__Consigne A__
D'après l'extrait sur la publicité numérique à Colmar, sur quel support cette publicité est-elle principalement autorisée dans les zones ZP1 à ZP5 ?
__Consigne B__
Réécrivez le passage de l'extrait qui débute aux mots « 7. Il ressort » et s'arrête après « numérique sur le mobilier urbain. », en remplaçant « publicité numérique » par « publicité lumineuse ».

__Extrait__
____________________

6. En deuxième lieu, le principe d'égalité ne s'oppose pas à ce que l'autorité investie du pouvoir réglementaire règle de façon différente des situations différentes ni à ce qu'elle déroge à l'égalité pour des raisons d'intérêt général, pourvu que, dans l'un comme dans l'autre cas, la différence de traitement qui en résulte soit en rapport avec l'objet de la norme qui l'établit.

7. Il ressort des dispositions du règlement local de publicité que la publicité numérique est principalement autorisée dans les zones ZP1, ZP2, ZP3, ZP4 et ZP5 sur le mobilier urbain. Pour autant, le mobilier urbain se différencie des autres dispositifs pouvant accueillir de la publicité numérique en ce qu'il n'a qu'une vocation publicitaire accessoire, mais a pour objet principal de répondre aux besoins des administrés. Dans ces conditions, en dépit de l'impact visuel équivalent pouvant résulter d'une publicité numérique sur un support scellé au sol ou apposé sur du mobilier urbain, la commune de Colmar n'a pas institué une discrimination irrégulière au profit du mobilier urbain, ni au profit des sociétés spécialisées dans le mobilier urbain, en permettant principalement l'apposition de la publicité numérique sur le mobilier urbain.

____________________

__Données__
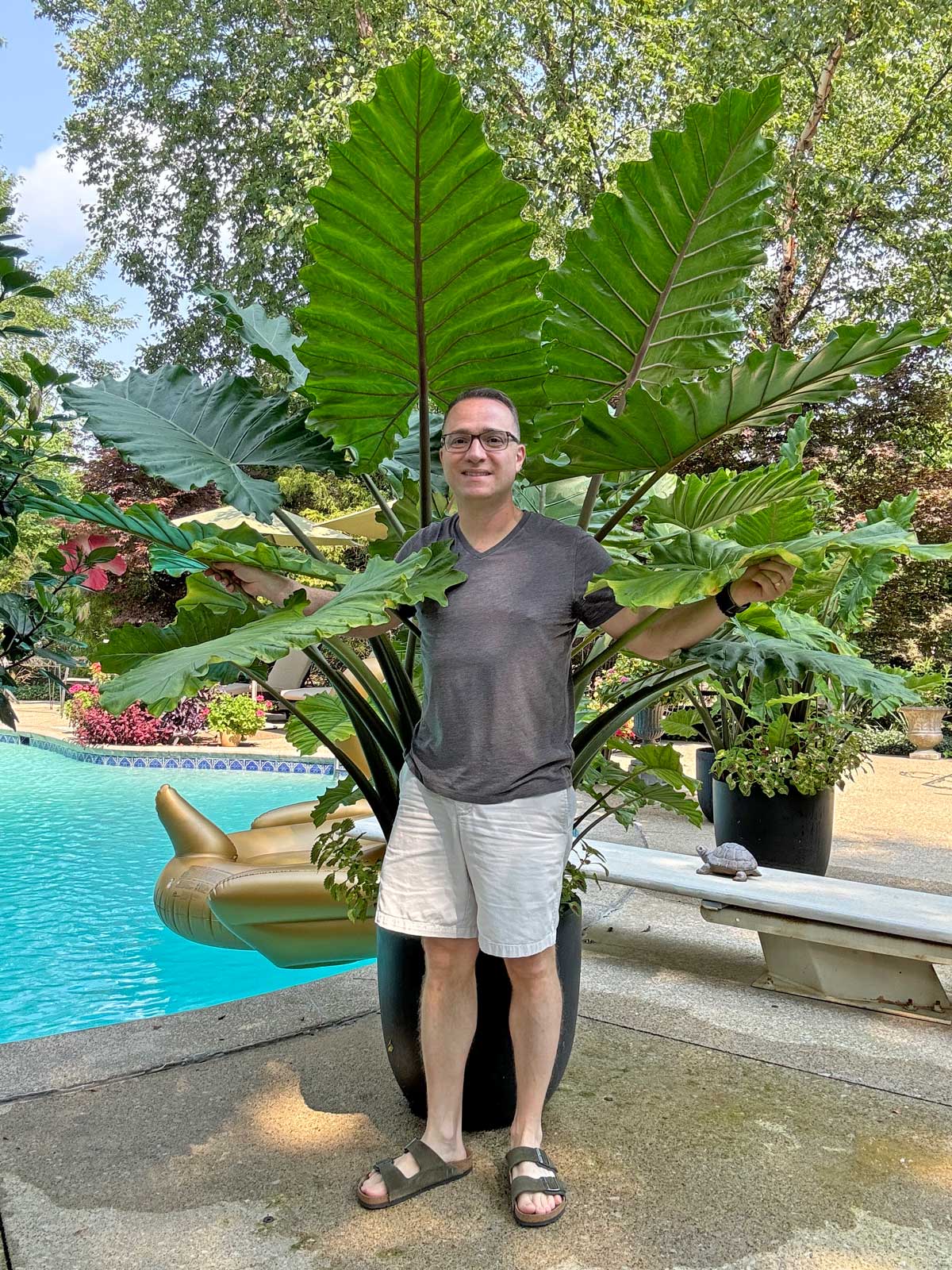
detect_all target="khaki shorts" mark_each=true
[376,764,575,956]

____________________

__Réponse A__
Sur le mobilier urbain.

__Réponse B__
7. Il ressort des dispositions du règlement local de publicité que la publicité lumineuse est principalement autorisée dans les zones ZP1, ZP2, ZP3, ZP4 et ZP5 sur le mobilier urbain. Pour autant, le mobilier urbain se différencie des autres dispositifs pouvant accueillir de la publicité lumineuse en ce qu'il n'a qu'une vocation publicitaire accessoire, mais a pour objet principal de répondre aux besoins des administrés. Dans ces conditions, en dépit de l'impact visuel équivalent pouvant résulter d'une publicité lumineuse sur un support scellé au sol ou apposé sur du mobilier urbain, la commune de Colmar n'a pas institué une discrimination irrégulière au profit du mobilier urbain, ni au profit des sociétés spécialisées dans le mobilier urbain, en permettant principalement l'apposition de la publicité lumineuse sur le mobilier urbain.